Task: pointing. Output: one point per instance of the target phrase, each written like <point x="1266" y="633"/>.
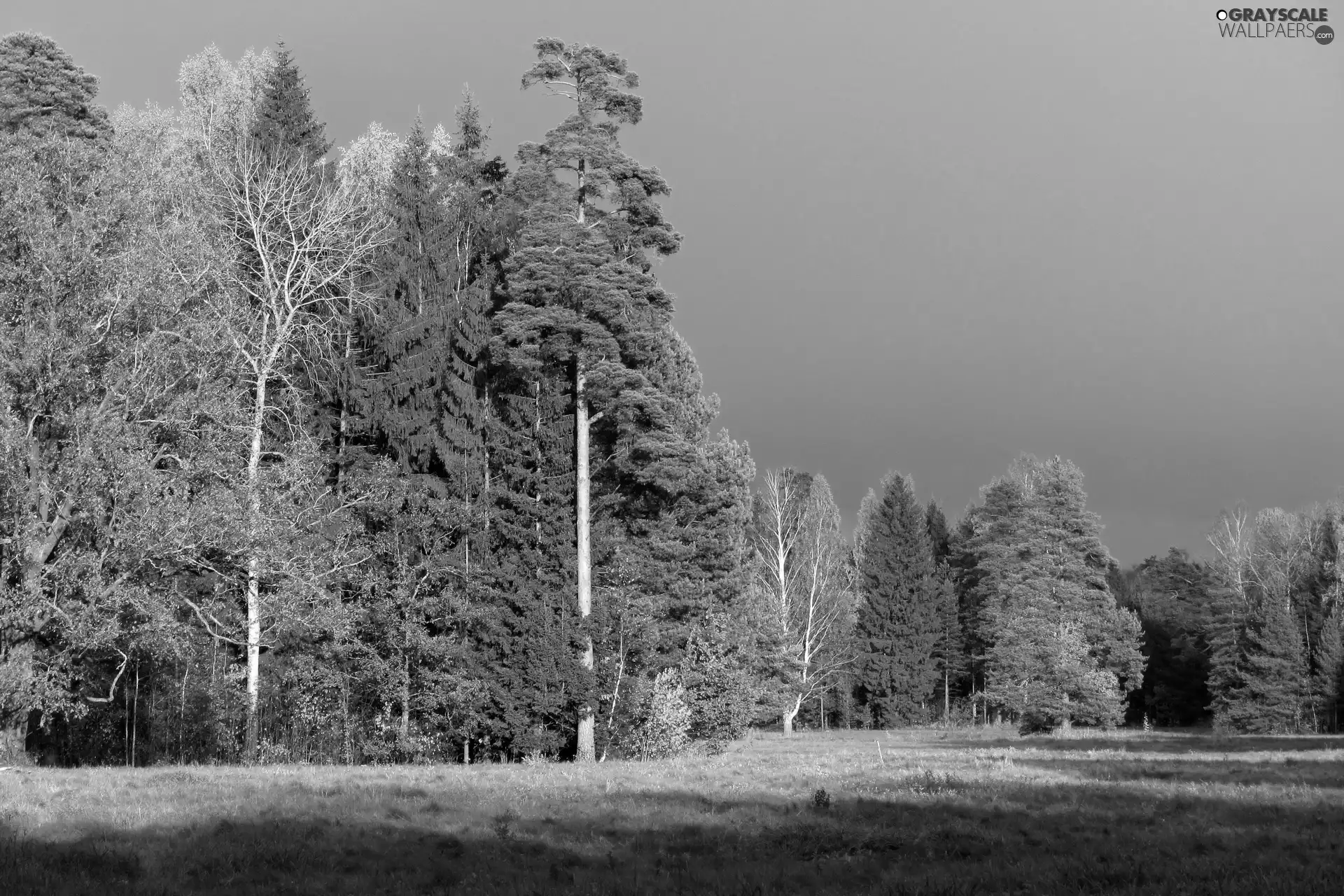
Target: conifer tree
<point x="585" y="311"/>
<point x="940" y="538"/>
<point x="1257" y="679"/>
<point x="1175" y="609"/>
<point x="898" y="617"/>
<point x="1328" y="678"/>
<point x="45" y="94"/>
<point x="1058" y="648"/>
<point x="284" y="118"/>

.....

**Task directions**
Shift each point 61 units by adding 61 to every x and y coordinate in the answers, then write out all of the lines above again, requests included. Leave out the pictures.

**Written answer**
Task: pointing. Output: one point per instance of the target phrase, each written like <point x="1266" y="633"/>.
Target: conifer tree
<point x="646" y="372"/>
<point x="1001" y="599"/>
<point x="1318" y="740"/>
<point x="1236" y="670"/>
<point x="959" y="678"/>
<point x="1389" y="739"/>
<point x="106" y="155"/>
<point x="1119" y="709"/>
<point x="345" y="179"/>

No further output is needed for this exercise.